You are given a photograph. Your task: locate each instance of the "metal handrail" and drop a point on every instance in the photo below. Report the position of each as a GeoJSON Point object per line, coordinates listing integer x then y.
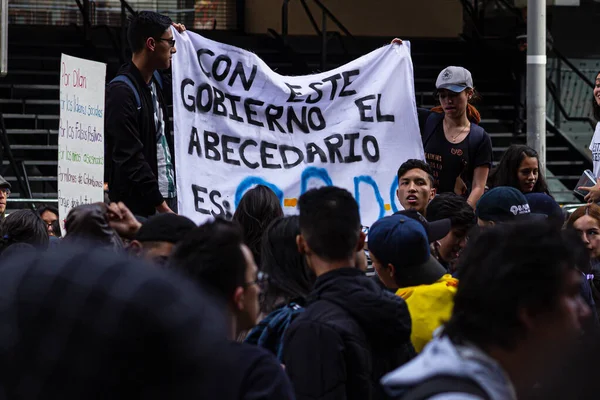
{"type": "Point", "coordinates": [552, 90]}
{"type": "Point", "coordinates": [577, 71]}
{"type": "Point", "coordinates": [326, 14]}
{"type": "Point", "coordinates": [3, 37]}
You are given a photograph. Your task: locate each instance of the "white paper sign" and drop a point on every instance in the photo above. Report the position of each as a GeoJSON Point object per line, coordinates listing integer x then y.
{"type": "Point", "coordinates": [239, 124]}
{"type": "Point", "coordinates": [80, 134]}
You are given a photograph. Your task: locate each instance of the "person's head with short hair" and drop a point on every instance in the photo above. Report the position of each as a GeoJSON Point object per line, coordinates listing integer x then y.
{"type": "Point", "coordinates": [399, 249]}
{"type": "Point", "coordinates": [500, 205]}
{"type": "Point", "coordinates": [151, 39]}
{"type": "Point", "coordinates": [49, 215]}
{"type": "Point", "coordinates": [586, 222]}
{"type": "Point", "coordinates": [415, 185]}
{"type": "Point", "coordinates": [88, 223]}
{"type": "Point", "coordinates": [462, 219]}
{"type": "Point", "coordinates": [215, 256]}
{"type": "Point", "coordinates": [518, 298]}
{"type": "Point", "coordinates": [330, 229]}
{"type": "Point", "coordinates": [289, 278]}
{"type": "Point", "coordinates": [519, 168]}
{"type": "Point", "coordinates": [258, 207]}
{"type": "Point", "coordinates": [113, 325]}
{"type": "Point", "coordinates": [542, 203]}
{"type": "Point", "coordinates": [159, 235]}
{"type": "Point", "coordinates": [23, 226]}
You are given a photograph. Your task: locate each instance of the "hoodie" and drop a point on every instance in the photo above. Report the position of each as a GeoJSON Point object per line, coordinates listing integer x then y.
{"type": "Point", "coordinates": [350, 334]}
{"type": "Point", "coordinates": [441, 357]}
{"type": "Point", "coordinates": [269, 333]}
{"type": "Point", "coordinates": [430, 306]}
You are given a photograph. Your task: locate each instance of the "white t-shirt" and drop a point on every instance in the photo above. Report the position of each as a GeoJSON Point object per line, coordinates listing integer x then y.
{"type": "Point", "coordinates": [595, 149]}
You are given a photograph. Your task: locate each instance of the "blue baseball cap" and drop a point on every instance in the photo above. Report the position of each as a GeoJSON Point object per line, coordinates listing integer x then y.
{"type": "Point", "coordinates": [402, 241]}
{"type": "Point", "coordinates": [504, 204]}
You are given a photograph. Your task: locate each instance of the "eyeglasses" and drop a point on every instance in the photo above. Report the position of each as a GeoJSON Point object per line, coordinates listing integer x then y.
{"type": "Point", "coordinates": [261, 279]}
{"type": "Point", "coordinates": [170, 41]}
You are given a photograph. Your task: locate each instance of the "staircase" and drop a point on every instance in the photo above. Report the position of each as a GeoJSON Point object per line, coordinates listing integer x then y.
{"type": "Point", "coordinates": [29, 93]}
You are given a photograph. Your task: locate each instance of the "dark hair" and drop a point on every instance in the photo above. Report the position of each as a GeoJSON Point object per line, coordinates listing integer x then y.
{"type": "Point", "coordinates": [257, 209]}
{"type": "Point", "coordinates": [212, 256]}
{"type": "Point", "coordinates": [505, 269]}
{"type": "Point", "coordinates": [289, 276]}
{"type": "Point", "coordinates": [56, 224]}
{"type": "Point", "coordinates": [506, 172]}
{"type": "Point", "coordinates": [144, 25]}
{"type": "Point", "coordinates": [415, 164]}
{"type": "Point", "coordinates": [453, 206]}
{"type": "Point", "coordinates": [330, 222]}
{"type": "Point", "coordinates": [595, 105]}
{"type": "Point", "coordinates": [23, 226]}
{"type": "Point", "coordinates": [592, 209]}
{"type": "Point", "coordinates": [56, 228]}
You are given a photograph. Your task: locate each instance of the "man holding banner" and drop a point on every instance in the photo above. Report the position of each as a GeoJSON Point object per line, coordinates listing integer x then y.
{"type": "Point", "coordinates": [139, 147]}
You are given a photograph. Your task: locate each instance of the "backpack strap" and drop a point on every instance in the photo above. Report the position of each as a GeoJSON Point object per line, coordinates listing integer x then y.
{"type": "Point", "coordinates": [125, 79]}
{"type": "Point", "coordinates": [444, 384]}
{"type": "Point", "coordinates": [432, 121]}
{"type": "Point", "coordinates": [158, 78]}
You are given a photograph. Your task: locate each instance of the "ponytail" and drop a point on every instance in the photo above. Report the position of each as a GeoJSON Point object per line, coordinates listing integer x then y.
{"type": "Point", "coordinates": [472, 113]}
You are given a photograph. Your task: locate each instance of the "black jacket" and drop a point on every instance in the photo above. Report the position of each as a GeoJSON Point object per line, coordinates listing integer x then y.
{"type": "Point", "coordinates": [130, 146]}
{"type": "Point", "coordinates": [351, 333]}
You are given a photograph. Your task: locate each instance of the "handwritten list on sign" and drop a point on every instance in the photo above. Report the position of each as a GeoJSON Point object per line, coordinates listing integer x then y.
{"type": "Point", "coordinates": [80, 134]}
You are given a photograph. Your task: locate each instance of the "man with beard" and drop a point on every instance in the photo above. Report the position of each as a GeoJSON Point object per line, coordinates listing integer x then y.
{"type": "Point", "coordinates": [415, 186]}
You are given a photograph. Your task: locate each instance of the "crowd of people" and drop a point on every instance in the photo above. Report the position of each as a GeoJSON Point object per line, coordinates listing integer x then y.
{"type": "Point", "coordinates": [482, 287]}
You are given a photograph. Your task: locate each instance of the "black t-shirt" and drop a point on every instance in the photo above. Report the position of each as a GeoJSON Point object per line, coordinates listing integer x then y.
{"type": "Point", "coordinates": [260, 376]}
{"type": "Point", "coordinates": [450, 161]}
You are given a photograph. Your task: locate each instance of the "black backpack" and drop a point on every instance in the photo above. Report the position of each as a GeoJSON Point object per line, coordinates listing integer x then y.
{"type": "Point", "coordinates": [443, 384]}
{"type": "Point", "coordinates": [126, 80]}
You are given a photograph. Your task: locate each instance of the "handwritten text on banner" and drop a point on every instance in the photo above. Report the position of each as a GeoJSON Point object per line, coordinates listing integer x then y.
{"type": "Point", "coordinates": [238, 124]}
{"type": "Point", "coordinates": [80, 134]}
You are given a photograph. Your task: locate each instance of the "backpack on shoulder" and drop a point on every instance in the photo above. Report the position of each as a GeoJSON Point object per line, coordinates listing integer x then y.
{"type": "Point", "coordinates": [125, 79]}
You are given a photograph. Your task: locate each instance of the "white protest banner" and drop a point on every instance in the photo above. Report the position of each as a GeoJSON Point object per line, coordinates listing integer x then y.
{"type": "Point", "coordinates": [80, 134]}
{"type": "Point", "coordinates": [239, 124]}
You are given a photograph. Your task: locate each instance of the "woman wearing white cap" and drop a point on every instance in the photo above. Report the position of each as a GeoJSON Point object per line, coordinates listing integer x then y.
{"type": "Point", "coordinates": [458, 150]}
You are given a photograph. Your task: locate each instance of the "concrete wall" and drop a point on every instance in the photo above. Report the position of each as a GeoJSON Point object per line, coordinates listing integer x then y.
{"type": "Point", "coordinates": [402, 18]}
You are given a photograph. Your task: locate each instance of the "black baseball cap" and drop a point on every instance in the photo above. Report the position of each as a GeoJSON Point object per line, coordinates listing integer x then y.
{"type": "Point", "coordinates": [435, 230]}
{"type": "Point", "coordinates": [504, 204]}
{"type": "Point", "coordinates": [402, 241]}
{"type": "Point", "coordinates": [167, 227]}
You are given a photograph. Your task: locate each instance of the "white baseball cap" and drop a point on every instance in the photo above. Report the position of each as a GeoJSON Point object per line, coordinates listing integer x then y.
{"type": "Point", "coordinates": [455, 79]}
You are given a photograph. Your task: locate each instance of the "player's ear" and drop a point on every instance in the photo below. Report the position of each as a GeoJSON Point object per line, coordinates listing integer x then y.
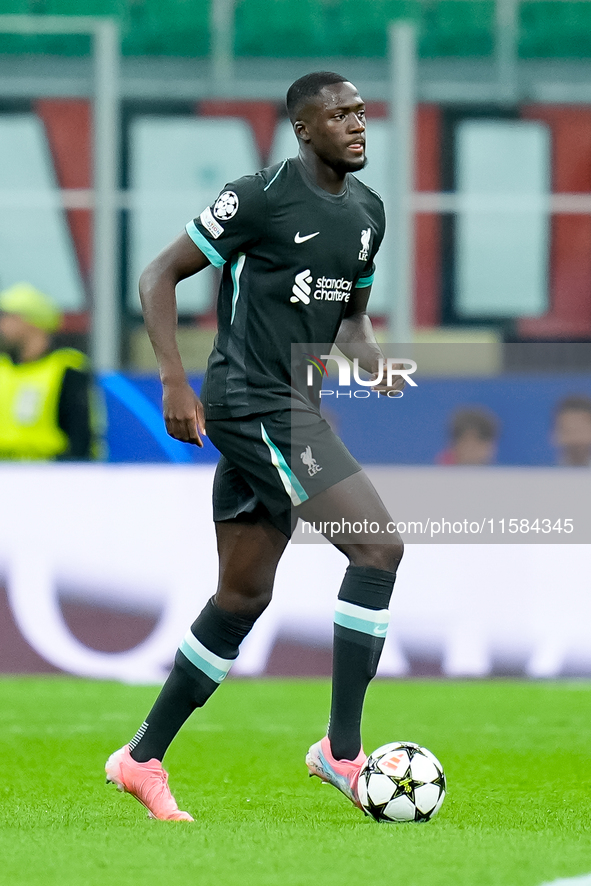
{"type": "Point", "coordinates": [301, 130]}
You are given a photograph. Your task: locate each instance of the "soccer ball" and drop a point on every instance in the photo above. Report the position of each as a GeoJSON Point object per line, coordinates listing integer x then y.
{"type": "Point", "coordinates": [401, 781]}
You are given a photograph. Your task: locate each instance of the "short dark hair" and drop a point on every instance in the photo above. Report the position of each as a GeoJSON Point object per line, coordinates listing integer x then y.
{"type": "Point", "coordinates": [573, 403]}
{"type": "Point", "coordinates": [307, 88]}
{"type": "Point", "coordinates": [477, 420]}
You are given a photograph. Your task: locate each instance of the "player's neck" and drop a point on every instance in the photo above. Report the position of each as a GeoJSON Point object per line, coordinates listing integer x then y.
{"type": "Point", "coordinates": [321, 174]}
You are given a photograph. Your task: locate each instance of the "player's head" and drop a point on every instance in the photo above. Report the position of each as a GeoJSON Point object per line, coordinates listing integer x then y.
{"type": "Point", "coordinates": [572, 430]}
{"type": "Point", "coordinates": [328, 117]}
{"type": "Point", "coordinates": [474, 434]}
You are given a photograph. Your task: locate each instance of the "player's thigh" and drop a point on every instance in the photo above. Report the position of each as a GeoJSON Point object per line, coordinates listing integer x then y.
{"type": "Point", "coordinates": [353, 517]}
{"type": "Point", "coordinates": [249, 550]}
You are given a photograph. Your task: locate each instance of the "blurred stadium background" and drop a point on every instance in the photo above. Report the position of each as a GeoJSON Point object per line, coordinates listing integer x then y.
{"type": "Point", "coordinates": [119, 121]}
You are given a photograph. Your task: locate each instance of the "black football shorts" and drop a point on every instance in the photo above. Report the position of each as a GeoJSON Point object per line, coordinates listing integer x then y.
{"type": "Point", "coordinates": [273, 462]}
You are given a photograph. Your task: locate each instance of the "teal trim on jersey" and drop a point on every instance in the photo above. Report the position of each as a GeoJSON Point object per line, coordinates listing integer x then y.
{"type": "Point", "coordinates": [291, 484]}
{"type": "Point", "coordinates": [364, 281]}
{"type": "Point", "coordinates": [357, 618]}
{"type": "Point", "coordinates": [235, 270]}
{"type": "Point", "coordinates": [212, 665]}
{"type": "Point", "coordinates": [266, 188]}
{"type": "Point", "coordinates": [204, 245]}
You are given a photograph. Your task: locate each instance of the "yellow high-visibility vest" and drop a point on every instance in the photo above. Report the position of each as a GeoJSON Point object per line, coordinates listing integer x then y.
{"type": "Point", "coordinates": [29, 405]}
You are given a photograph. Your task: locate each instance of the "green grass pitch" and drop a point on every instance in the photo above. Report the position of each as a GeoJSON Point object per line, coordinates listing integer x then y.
{"type": "Point", "coordinates": [517, 757]}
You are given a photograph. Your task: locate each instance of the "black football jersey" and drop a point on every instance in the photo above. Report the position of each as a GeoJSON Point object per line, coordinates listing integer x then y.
{"type": "Point", "coordinates": [291, 254]}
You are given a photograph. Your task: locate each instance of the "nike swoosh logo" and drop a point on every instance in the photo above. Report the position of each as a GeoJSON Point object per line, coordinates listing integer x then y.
{"type": "Point", "coordinates": [298, 239]}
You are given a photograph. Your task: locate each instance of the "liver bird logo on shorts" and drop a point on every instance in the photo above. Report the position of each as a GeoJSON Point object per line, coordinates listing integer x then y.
{"type": "Point", "coordinates": [310, 462]}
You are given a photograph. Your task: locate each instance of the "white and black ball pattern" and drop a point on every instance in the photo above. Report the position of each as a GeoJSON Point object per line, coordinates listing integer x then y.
{"type": "Point", "coordinates": [402, 781]}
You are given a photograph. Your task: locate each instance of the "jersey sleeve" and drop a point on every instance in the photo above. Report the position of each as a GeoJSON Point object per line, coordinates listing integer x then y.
{"type": "Point", "coordinates": [366, 277]}
{"type": "Point", "coordinates": [233, 223]}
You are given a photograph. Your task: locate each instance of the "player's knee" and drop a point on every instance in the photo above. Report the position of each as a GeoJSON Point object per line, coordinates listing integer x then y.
{"type": "Point", "coordinates": [386, 556]}
{"type": "Point", "coordinates": [247, 598]}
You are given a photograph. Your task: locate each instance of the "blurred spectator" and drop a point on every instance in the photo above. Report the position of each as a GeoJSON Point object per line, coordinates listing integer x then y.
{"type": "Point", "coordinates": [473, 438]}
{"type": "Point", "coordinates": [45, 393]}
{"type": "Point", "coordinates": [571, 433]}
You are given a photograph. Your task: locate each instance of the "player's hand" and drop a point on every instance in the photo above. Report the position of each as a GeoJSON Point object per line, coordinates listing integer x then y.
{"type": "Point", "coordinates": [183, 413]}
{"type": "Point", "coordinates": [398, 383]}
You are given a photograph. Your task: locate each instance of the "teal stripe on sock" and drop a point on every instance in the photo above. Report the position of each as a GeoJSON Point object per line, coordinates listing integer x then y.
{"type": "Point", "coordinates": [208, 669]}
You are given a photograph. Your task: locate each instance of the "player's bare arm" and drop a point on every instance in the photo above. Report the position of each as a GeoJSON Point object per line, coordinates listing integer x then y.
{"type": "Point", "coordinates": [356, 338]}
{"type": "Point", "coordinates": [183, 412]}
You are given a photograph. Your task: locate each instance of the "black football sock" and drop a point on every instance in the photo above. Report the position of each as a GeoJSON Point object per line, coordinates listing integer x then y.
{"type": "Point", "coordinates": [202, 661]}
{"type": "Point", "coordinates": [360, 625]}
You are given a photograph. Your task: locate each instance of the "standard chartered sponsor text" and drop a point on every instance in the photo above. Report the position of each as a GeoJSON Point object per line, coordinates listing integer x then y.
{"type": "Point", "coordinates": [442, 526]}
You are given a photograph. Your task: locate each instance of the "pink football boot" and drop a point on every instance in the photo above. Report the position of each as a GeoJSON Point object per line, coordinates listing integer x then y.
{"type": "Point", "coordinates": [343, 774]}
{"type": "Point", "coordinates": [147, 782]}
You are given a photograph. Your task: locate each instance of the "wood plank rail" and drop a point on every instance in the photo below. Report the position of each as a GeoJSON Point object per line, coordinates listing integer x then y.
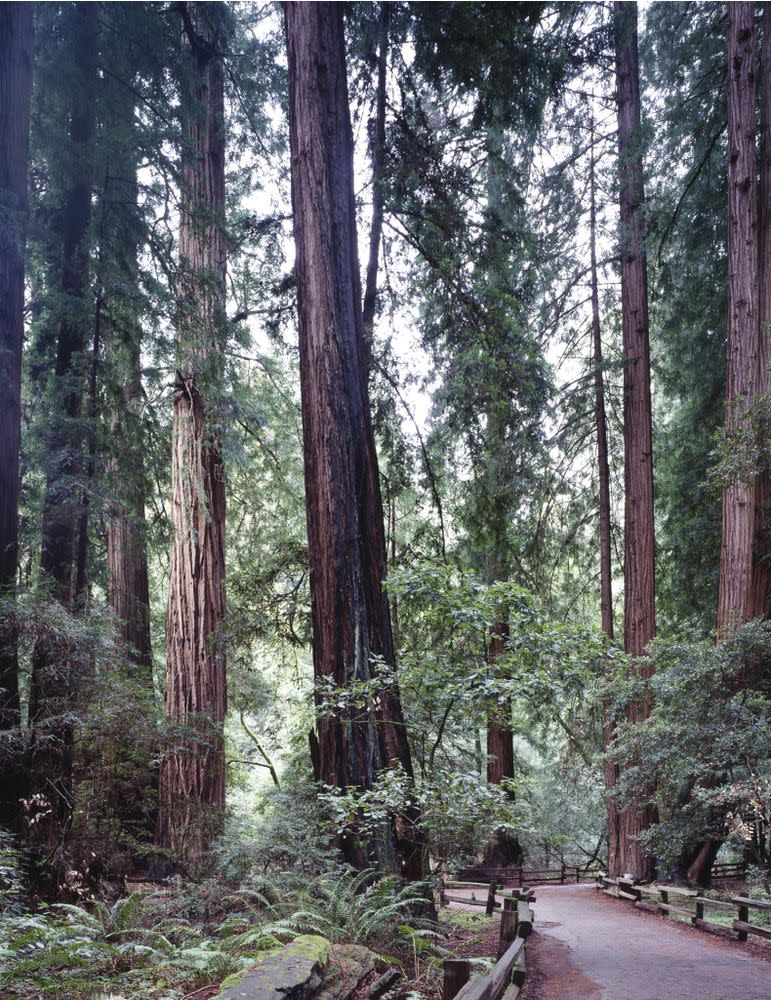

* Prompt *
Please pull out every line in the entries above that contains the word "text" and copy each of those lines in full.

* Solution *
You are given a photograph. Your task: locate each instance of the "handwritten text on banner" and drop a point on every instance in the photo above. Report the position of each as a GeoJSON Point object per line, coordinates listing integer x then y.
You are given a photograph. Your task: locate each instance of the "standard chartered sponsor text" and drop a point on every instance in the photo above. Report the position of each as a GeoJSON Point object per line, coordinates listing integer x then y.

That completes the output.